--- EXTRACTED DATA Enclosed Below ---
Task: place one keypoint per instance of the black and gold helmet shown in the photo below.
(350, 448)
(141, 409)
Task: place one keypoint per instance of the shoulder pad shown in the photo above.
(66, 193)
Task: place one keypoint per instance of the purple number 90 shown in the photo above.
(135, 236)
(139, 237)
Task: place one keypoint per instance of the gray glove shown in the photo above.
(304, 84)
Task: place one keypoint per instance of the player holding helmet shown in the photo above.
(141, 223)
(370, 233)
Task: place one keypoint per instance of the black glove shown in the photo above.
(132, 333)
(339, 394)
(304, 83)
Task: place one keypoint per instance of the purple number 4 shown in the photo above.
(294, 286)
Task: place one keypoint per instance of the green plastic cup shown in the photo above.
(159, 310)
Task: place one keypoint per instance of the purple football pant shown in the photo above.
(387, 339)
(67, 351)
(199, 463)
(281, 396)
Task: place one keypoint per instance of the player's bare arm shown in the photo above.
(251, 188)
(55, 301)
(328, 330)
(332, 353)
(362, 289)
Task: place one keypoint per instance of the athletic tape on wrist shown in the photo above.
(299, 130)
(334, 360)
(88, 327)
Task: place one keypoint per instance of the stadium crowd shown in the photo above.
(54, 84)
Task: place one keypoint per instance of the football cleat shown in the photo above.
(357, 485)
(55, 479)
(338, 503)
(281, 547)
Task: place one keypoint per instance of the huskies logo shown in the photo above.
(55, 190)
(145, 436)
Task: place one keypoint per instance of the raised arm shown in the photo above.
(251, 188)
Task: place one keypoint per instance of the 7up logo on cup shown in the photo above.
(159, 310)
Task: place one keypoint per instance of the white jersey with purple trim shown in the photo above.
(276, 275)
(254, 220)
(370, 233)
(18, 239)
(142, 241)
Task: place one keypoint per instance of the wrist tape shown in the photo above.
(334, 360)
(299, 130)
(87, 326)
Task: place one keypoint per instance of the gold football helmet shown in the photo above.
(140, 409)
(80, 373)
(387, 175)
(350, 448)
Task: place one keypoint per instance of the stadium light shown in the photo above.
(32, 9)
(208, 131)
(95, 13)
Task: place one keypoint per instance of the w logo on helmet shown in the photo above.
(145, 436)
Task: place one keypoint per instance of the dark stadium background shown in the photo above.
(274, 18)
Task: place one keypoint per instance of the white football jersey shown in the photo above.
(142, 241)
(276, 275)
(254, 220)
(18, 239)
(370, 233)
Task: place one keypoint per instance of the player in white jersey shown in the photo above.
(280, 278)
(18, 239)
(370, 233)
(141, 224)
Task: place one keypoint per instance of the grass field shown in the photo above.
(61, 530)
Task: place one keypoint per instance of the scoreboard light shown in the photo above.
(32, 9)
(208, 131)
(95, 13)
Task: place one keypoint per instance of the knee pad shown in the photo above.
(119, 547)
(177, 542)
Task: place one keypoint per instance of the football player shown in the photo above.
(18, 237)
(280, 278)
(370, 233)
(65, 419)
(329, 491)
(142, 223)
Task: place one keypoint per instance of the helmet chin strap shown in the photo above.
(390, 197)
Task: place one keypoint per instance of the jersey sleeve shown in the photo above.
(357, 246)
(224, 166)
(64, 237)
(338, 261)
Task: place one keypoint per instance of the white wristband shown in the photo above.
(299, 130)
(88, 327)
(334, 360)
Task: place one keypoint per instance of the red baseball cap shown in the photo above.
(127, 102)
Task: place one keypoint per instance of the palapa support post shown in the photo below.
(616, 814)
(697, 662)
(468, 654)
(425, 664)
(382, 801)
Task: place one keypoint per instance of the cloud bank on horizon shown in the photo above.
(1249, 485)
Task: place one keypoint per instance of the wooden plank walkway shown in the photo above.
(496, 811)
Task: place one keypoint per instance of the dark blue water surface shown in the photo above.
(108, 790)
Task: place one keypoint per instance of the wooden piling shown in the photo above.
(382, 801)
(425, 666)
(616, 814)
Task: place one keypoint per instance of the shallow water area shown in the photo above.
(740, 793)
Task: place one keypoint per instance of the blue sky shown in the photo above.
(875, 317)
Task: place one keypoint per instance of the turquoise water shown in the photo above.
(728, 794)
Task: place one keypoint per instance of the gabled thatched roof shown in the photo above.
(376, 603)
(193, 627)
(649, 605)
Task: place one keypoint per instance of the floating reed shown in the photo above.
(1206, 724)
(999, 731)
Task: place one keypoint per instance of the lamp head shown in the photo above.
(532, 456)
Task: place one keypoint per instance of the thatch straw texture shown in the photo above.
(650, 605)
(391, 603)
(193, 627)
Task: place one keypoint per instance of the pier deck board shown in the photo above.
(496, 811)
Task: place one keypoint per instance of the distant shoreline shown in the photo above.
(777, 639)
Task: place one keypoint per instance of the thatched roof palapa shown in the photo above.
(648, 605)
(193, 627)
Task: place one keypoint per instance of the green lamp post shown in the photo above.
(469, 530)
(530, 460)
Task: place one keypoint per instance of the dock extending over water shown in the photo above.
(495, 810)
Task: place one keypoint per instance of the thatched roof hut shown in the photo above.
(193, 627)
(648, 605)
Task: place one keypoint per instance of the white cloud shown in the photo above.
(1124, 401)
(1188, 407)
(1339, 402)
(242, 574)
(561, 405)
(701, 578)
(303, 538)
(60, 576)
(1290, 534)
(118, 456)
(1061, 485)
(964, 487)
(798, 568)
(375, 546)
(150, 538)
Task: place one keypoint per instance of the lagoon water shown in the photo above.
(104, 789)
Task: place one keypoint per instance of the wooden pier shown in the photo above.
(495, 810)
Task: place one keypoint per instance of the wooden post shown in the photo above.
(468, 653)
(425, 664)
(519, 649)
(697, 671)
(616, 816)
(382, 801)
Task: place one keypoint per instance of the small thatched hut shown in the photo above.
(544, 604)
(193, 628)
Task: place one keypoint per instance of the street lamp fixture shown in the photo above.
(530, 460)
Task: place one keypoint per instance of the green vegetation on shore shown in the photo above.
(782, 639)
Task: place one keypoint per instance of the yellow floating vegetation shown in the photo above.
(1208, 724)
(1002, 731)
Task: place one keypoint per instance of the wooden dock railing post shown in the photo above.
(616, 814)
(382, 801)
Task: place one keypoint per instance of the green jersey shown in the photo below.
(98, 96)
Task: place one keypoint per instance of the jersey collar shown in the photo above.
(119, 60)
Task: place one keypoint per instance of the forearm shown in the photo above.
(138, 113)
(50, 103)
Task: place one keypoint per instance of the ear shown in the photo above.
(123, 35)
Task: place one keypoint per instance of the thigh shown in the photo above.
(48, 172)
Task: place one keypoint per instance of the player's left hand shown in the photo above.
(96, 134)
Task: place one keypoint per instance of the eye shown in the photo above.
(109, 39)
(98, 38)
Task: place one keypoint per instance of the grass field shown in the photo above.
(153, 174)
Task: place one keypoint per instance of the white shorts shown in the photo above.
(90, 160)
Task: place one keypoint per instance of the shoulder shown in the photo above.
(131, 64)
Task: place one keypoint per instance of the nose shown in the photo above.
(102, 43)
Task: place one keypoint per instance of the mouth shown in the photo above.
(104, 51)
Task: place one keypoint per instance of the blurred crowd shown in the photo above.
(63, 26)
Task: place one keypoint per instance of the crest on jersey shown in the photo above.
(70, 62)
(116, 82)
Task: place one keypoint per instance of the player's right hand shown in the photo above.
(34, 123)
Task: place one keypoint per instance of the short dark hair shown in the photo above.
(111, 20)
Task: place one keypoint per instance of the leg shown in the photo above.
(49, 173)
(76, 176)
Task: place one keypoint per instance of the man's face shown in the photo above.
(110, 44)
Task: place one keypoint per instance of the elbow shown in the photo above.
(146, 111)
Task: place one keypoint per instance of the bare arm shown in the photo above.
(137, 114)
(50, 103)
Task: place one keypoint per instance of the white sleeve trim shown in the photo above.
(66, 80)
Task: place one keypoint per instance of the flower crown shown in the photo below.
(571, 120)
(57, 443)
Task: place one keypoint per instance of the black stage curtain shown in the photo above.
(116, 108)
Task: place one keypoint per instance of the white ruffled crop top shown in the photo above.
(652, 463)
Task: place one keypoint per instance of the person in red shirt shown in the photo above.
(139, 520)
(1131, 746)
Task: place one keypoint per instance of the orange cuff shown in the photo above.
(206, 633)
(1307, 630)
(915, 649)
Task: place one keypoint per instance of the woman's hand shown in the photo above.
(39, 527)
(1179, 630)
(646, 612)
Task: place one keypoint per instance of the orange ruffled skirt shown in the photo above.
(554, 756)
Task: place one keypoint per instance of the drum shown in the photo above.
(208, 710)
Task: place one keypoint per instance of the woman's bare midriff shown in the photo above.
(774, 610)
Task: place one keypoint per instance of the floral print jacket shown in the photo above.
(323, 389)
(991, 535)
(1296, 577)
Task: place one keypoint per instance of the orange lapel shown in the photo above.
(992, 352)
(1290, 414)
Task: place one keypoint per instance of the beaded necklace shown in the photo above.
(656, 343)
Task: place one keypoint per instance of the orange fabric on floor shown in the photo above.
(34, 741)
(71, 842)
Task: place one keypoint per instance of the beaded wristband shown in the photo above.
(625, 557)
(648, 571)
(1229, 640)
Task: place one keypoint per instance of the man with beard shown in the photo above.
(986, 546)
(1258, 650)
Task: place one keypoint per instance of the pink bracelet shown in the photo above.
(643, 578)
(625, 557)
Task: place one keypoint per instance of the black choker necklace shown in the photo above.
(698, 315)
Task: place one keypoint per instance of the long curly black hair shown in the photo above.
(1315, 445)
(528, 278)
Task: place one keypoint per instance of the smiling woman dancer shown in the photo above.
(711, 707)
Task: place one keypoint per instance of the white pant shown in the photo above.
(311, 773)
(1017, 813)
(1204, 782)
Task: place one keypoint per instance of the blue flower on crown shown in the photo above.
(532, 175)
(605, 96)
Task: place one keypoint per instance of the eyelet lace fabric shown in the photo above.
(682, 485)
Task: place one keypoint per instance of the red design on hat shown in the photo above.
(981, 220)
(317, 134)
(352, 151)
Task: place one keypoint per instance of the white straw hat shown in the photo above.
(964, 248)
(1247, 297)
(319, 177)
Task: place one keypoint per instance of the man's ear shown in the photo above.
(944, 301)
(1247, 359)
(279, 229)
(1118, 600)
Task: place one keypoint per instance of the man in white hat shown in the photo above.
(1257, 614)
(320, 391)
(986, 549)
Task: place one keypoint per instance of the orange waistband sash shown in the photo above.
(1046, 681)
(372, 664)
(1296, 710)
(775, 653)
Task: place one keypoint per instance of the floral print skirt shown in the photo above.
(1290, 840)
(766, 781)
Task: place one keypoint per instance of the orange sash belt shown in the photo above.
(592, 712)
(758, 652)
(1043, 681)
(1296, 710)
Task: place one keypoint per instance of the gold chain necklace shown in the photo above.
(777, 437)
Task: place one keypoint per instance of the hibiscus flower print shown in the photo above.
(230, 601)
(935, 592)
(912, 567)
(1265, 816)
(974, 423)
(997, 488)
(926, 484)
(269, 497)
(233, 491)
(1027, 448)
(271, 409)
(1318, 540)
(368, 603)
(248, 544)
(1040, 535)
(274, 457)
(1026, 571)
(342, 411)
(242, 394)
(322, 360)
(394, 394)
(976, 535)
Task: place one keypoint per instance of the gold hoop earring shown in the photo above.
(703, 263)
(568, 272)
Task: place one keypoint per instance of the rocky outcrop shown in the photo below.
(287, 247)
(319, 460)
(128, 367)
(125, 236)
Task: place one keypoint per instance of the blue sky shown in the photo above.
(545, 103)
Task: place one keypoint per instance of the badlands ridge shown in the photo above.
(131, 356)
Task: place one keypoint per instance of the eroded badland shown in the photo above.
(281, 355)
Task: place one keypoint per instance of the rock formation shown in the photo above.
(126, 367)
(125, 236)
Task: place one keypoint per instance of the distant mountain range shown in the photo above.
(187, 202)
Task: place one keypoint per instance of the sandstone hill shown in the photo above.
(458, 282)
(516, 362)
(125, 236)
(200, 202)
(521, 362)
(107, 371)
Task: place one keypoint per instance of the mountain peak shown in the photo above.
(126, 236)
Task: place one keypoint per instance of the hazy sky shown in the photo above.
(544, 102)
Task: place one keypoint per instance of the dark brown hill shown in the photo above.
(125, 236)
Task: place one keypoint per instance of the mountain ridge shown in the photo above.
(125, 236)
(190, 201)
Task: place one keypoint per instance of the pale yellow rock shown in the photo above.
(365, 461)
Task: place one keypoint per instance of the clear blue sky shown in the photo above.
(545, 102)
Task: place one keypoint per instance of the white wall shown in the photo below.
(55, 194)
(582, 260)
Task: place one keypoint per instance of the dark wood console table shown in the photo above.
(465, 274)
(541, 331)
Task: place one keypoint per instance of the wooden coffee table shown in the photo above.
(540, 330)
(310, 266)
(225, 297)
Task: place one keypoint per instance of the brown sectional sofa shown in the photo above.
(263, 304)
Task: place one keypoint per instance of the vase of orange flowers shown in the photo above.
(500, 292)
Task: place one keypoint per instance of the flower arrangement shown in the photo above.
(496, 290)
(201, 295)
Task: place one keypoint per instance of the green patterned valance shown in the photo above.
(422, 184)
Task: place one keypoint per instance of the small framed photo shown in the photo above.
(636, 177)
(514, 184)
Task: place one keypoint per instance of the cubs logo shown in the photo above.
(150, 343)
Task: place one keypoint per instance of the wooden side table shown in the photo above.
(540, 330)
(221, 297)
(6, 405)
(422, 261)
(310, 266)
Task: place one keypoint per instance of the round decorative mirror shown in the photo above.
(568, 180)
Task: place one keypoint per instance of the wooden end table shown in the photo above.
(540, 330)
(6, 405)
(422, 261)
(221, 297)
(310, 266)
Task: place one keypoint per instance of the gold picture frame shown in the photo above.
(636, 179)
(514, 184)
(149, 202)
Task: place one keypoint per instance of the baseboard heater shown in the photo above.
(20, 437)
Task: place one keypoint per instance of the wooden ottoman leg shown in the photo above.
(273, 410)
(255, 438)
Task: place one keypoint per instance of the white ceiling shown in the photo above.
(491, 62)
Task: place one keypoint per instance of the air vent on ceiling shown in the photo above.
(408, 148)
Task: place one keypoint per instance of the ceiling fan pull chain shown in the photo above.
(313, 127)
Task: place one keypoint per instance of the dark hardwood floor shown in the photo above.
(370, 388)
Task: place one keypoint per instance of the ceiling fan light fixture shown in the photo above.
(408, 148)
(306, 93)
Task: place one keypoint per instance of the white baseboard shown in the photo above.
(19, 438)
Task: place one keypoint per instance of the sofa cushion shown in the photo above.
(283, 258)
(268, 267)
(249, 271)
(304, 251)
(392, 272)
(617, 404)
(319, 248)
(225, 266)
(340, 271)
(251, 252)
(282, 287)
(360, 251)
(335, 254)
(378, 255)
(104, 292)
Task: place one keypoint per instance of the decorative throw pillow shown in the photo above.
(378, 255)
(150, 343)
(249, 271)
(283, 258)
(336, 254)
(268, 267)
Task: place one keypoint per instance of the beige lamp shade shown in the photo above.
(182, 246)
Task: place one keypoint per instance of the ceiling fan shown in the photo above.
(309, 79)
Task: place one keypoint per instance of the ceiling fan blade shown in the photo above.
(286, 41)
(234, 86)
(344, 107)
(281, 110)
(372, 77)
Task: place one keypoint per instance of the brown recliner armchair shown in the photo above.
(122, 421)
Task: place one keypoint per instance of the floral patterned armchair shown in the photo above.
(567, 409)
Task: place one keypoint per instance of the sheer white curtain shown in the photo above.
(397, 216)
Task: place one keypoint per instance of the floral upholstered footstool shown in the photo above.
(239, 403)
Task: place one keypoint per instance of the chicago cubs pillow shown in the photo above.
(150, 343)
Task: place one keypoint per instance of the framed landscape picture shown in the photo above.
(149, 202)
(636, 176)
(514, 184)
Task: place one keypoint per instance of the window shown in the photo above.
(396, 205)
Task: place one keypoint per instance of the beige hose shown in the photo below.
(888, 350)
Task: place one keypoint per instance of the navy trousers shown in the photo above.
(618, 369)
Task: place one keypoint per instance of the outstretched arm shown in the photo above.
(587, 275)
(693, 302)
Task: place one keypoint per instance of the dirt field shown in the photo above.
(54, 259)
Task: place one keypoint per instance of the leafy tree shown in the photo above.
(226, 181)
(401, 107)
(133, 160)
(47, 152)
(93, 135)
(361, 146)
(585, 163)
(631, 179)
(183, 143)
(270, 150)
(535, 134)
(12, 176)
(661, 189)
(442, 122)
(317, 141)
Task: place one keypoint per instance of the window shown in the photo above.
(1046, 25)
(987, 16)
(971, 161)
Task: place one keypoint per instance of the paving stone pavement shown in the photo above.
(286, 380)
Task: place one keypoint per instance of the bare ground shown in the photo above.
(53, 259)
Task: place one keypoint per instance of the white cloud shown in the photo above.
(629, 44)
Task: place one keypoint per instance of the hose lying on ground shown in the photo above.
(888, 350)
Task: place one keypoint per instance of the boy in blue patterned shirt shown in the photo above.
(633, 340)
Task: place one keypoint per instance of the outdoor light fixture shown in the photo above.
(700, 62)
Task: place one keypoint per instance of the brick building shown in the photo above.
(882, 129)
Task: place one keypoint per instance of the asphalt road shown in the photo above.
--- End of Enclosed EXTRACTED DATA ---
* AIM OF THE TASK *
Each line from the one containing "Task: place one keypoint per instance of the brick" to the close of the records must appear in the output exactly, and no other line.

* RESPONSE TO THE TASK *
Task: place one keypoint per instance of the brick building shown in the photo above.
(882, 129)
Task: place one keypoint per instance of the asphalt road shown in the photo above.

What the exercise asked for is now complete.